SOLICITUD 1: Reescribe el texto sobre España desde "Fuerte o insultante, lo" hasta "fin y al cabo." y pon "amor imposible" en lugar de "amor desesperado".
SOLICITUD 2: Prolonga el texto sobre España a partir de su última frase.

Fuerte o insultante, lo cierto es que esa frase suena a amor desesperado, a novia que te la juega a menudo pero sigues amándola a pesar de todo. Porque no puedes vivir sin ella. Esa frase es un lamento de dolor, al fin y al cabo.

España nunca trató muy bien a sus mejores hijos. Después de dejarse la vida en los campos de batalla europeos o frente al infiel turco, aquellos héroes volvían —si lo lograban— para comprobar que su sacrificio era estéril. Todo seguía igual que siempre,  mangoneado por los de siempre: políticos corruptos, aristócratas vagos y soberbios y fanáticos religiosos que se escudaban en la defensa de la Fe.

Nunca tuvimos futuro porque nuestros enemigos ya se han encargaron durante siglos de hacernos la puñeta. El pirata inglés, el infiel, el holandés díscolo y ávido de negocios, el yanqui que se aprovechó de nuestra decadencia final. No nos quiere nadie, eso ya lo sabemos. Luchamos durante dos siglos solos contra todos y así nos fue. Y en cierta forma, seguimos haciéndolo.

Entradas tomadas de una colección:
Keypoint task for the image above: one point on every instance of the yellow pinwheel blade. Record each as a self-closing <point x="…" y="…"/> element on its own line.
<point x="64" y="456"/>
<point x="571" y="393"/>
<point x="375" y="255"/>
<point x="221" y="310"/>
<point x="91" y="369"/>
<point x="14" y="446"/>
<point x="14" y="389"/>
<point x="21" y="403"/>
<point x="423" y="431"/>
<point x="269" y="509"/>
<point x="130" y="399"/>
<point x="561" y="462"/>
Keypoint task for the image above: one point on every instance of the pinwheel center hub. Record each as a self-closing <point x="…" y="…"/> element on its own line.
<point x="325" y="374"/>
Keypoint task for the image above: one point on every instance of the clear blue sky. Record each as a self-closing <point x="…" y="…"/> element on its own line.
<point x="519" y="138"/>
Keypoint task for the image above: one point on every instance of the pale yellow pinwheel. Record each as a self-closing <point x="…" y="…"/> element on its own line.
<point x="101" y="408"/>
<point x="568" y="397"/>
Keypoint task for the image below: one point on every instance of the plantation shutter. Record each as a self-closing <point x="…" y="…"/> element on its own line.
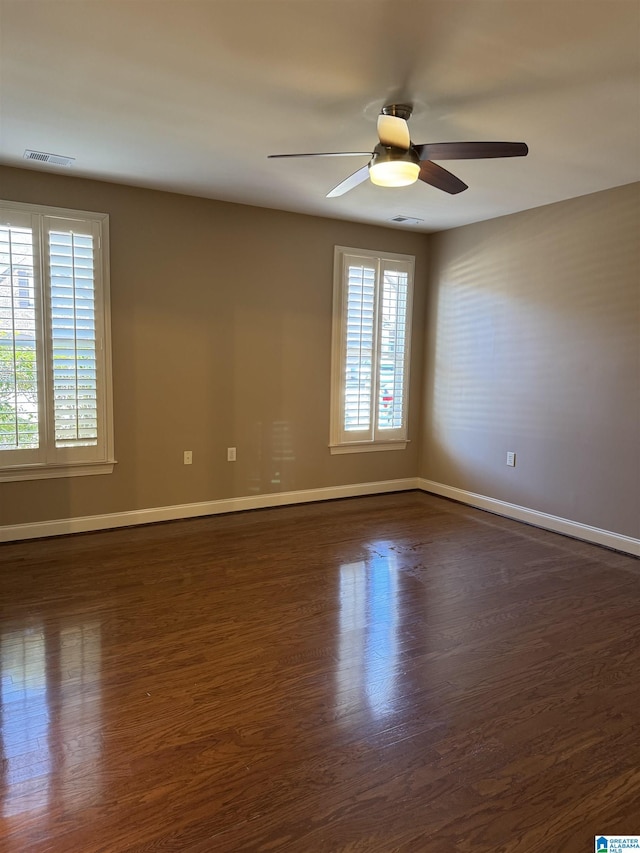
<point x="360" y="329"/>
<point x="393" y="350"/>
<point x="55" y="394"/>
<point x="20" y="401"/>
<point x="75" y="334"/>
<point x="372" y="305"/>
<point x="73" y="338"/>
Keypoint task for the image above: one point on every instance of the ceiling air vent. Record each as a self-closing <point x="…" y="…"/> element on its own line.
<point x="408" y="220"/>
<point x="51" y="159"/>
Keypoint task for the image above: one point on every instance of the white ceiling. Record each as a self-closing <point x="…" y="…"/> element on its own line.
<point x="191" y="96"/>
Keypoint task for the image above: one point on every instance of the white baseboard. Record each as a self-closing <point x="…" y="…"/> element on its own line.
<point x="539" y="519"/>
<point x="87" y="523"/>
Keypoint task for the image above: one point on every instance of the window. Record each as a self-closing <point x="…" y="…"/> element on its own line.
<point x="55" y="366"/>
<point x="370" y="353"/>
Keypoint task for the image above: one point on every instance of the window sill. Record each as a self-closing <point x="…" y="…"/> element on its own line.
<point x="367" y="447"/>
<point x="46" y="472"/>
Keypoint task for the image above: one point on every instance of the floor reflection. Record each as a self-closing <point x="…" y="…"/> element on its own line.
<point x="50" y="716"/>
<point x="368" y="640"/>
<point x="25" y="722"/>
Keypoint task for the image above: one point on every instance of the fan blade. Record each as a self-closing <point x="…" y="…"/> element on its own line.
<point x="393" y="131"/>
<point x="323" y="154"/>
<point x="349" y="183"/>
<point x="438" y="177"/>
<point x="470" y="150"/>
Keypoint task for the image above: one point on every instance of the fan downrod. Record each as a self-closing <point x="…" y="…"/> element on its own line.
<point x="399" y="110"/>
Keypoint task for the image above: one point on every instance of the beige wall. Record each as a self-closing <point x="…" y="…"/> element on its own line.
<point x="221" y="327"/>
<point x="533" y="345"/>
<point x="221" y="318"/>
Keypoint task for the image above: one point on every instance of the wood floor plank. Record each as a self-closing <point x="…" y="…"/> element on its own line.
<point x="390" y="673"/>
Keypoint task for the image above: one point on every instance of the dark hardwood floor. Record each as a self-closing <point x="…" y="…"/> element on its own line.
<point x="376" y="674"/>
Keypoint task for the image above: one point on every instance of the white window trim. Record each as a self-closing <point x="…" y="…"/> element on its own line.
<point x="105" y="464"/>
<point x="337" y="443"/>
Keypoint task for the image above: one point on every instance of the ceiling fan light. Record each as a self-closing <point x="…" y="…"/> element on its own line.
<point x="394" y="174"/>
<point x="393" y="167"/>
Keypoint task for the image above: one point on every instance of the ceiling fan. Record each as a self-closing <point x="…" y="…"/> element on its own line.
<point x="397" y="162"/>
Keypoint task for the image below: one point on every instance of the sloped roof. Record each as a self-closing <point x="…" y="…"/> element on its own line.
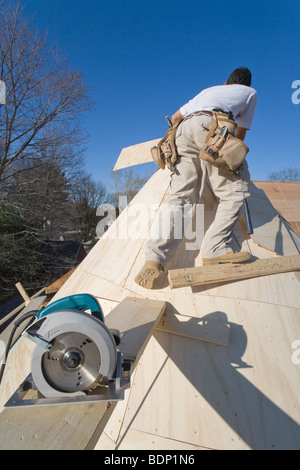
<point x="285" y="197"/>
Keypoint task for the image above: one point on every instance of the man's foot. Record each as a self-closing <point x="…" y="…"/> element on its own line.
<point x="232" y="257"/>
<point x="147" y="275"/>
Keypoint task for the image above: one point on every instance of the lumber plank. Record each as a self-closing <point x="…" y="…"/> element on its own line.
<point x="77" y="427"/>
<point x="232" y="272"/>
<point x="135" y="155"/>
<point x="191" y="327"/>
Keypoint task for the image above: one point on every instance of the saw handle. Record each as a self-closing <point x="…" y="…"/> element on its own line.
<point x="74" y="302"/>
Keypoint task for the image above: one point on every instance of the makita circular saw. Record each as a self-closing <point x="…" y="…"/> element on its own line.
<point x="75" y="357"/>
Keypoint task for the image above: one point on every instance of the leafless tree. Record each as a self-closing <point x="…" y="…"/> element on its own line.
<point x="87" y="195"/>
<point x="286" y="174"/>
<point x="45" y="99"/>
<point x="126" y="183"/>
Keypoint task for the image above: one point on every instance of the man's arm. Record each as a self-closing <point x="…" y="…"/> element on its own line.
<point x="240" y="132"/>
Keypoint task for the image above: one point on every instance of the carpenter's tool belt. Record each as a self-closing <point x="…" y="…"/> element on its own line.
<point x="222" y="149"/>
<point x="165" y="152"/>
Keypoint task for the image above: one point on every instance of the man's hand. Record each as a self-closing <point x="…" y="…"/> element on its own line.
<point x="240" y="133"/>
<point x="176" y="117"/>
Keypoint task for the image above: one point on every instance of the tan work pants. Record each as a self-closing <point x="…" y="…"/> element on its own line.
<point x="186" y="186"/>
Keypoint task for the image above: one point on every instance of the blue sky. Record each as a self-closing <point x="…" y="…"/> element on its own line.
<point x="142" y="60"/>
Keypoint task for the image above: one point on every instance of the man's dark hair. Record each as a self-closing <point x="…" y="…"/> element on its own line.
<point x="240" y="76"/>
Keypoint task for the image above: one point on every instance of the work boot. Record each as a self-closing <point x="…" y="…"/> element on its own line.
<point x="147" y="275"/>
<point x="232" y="257"/>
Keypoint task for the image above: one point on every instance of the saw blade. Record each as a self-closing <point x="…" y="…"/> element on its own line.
<point x="72" y="364"/>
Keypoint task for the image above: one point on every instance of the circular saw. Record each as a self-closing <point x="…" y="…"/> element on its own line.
<point x="76" y="356"/>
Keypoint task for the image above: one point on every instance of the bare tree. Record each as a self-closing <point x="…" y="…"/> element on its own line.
<point x="126" y="183"/>
<point x="45" y="99"/>
<point x="286" y="174"/>
<point x="87" y="195"/>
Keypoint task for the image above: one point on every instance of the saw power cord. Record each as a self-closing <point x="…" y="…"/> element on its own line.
<point x="17" y="323"/>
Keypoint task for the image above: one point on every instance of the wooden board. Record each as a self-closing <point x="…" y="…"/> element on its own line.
<point x="191" y="327"/>
<point x="232" y="272"/>
<point x="79" y="426"/>
<point x="135" y="155"/>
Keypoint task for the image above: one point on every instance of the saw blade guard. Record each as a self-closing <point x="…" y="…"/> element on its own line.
<point x="75" y="350"/>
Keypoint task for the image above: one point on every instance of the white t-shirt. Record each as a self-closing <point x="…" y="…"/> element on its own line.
<point x="239" y="99"/>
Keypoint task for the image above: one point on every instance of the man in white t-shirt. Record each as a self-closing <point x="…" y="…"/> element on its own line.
<point x="237" y="97"/>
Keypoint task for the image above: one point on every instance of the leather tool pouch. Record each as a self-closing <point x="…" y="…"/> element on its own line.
<point x="222" y="149"/>
<point x="165" y="152"/>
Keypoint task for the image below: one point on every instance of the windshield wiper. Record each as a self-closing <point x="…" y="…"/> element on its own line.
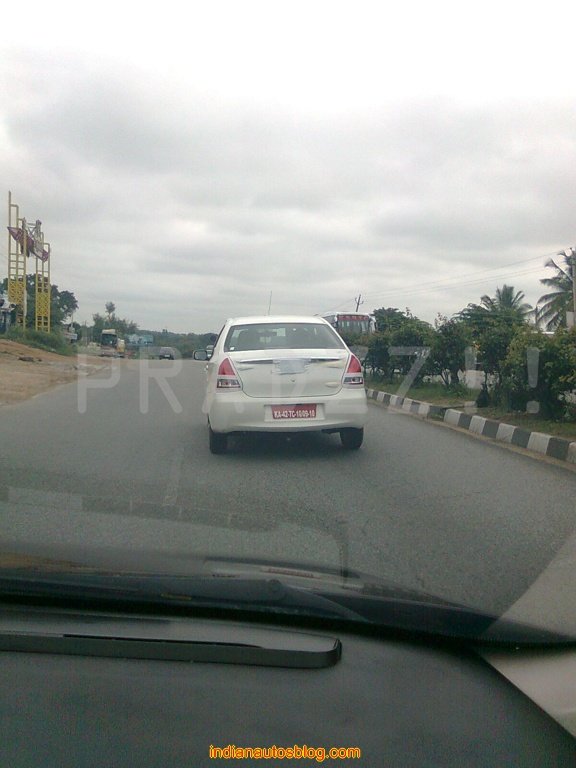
<point x="231" y="593"/>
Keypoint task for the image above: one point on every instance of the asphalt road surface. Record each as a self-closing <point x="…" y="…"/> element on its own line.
<point x="122" y="462"/>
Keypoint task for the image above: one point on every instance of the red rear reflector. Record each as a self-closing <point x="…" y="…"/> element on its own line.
<point x="354" y="365"/>
<point x="227" y="377"/>
<point x="226" y="369"/>
<point x="353" y="376"/>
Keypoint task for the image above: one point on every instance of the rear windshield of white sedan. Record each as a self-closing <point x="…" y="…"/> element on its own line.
<point x="281" y="336"/>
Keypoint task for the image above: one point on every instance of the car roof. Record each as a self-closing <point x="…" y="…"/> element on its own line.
<point x="256" y="319"/>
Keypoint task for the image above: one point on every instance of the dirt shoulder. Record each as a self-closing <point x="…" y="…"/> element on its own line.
<point x="26" y="371"/>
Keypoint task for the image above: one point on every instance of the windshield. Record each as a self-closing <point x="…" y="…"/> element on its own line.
<point x="209" y="190"/>
<point x="281" y="336"/>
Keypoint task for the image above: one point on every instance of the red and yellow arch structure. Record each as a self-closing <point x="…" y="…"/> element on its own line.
<point x="27" y="241"/>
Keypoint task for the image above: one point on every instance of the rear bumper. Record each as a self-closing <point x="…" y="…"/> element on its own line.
<point x="236" y="412"/>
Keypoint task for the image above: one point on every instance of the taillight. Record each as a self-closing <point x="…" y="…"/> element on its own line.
<point x="353" y="376"/>
<point x="227" y="377"/>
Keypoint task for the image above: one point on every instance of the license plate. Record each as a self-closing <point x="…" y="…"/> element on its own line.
<point x="294" y="411"/>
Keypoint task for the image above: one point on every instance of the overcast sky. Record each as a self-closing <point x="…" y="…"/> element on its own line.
<point x="188" y="160"/>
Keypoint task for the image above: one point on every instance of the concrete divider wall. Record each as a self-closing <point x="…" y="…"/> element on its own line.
<point x="555" y="447"/>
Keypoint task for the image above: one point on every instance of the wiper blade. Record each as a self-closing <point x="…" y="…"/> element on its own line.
<point x="198" y="591"/>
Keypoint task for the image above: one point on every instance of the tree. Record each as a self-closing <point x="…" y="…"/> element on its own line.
<point x="507" y="301"/>
<point x="507" y="305"/>
<point x="400" y="330"/>
<point x="554" y="377"/>
<point x="448" y="355"/>
<point x="552" y="307"/>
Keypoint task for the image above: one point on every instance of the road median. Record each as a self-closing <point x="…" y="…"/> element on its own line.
<point x="537" y="442"/>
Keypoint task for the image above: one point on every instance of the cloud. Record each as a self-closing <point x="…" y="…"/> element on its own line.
<point x="184" y="206"/>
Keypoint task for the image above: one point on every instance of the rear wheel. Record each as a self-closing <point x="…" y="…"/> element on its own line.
<point x="351" y="438"/>
<point x="218" y="441"/>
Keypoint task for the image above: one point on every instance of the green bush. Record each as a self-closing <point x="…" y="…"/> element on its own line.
<point x="554" y="377"/>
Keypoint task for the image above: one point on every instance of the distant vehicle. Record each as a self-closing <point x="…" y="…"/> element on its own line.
<point x="350" y="324"/>
<point x="111" y="345"/>
<point x="283" y="374"/>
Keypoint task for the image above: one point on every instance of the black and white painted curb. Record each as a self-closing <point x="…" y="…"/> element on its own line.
<point x="555" y="447"/>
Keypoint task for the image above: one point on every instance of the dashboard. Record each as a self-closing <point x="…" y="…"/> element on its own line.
<point x="91" y="689"/>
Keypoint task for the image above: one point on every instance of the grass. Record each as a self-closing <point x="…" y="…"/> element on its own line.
<point x="438" y="394"/>
<point x="429" y="392"/>
<point x="50" y="342"/>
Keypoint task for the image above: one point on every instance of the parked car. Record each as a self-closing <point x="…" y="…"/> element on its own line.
<point x="283" y="374"/>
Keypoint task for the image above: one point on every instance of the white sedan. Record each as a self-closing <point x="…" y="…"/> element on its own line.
<point x="282" y="374"/>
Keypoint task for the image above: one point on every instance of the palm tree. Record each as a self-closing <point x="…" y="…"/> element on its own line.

RESPUESTA 1:
Fuerte o insultante, lo cierto es que esa frase suena a amor imposible, a novia que te la juega a menudo pero sigues amándola a pesar de todo. Porque no puedes vivir sin ella. Esa frase es un lamento de dolor, al fin y al cabo.

RESPUESTA 2:
Pero los peores son los enemigos del interior, a los que importa una higa si el pueblo sufre o no, los que pasean en coches oficiales y desconocen lo que cuesta un café. Los malos políticos que crearon la ironía de convertir a España en el país más poderoso del mundo, porque llevan siglos intentando acabar con ella y no han podido, como decía el canciller Bismarck.

Y, sin embargo, la historia ha hecho una pirueta perversa y la ingratitud ha cambiado de sitio. El desencanto acumulado durante siglos, unido al odio visceral y cainita contra nuestros hermanos cuando piensan lo contrario a lo que nos acomoda, ha dado la vuelta a la tortilla. Ahora los ingratos modernos se escudan en las tropelías de los antiguos para que lo poco logrado en estos doscientos años desde las cortes de Cádiz se vaya al traste. El esfuerzo de nuestros padres y abuelos nos convirtió en la cuarta economía de la zona euro y la decimoprimera potencia mundial (sólo hemos bajado diez puestos desde la caída del Imperio, pero podía haber sido peor). Y ahora vienen unos iluminados y postulan que volvamos al tercer mundo envueltos en aromas de ecologismo, bicicletas, feminismo, paz y progreso.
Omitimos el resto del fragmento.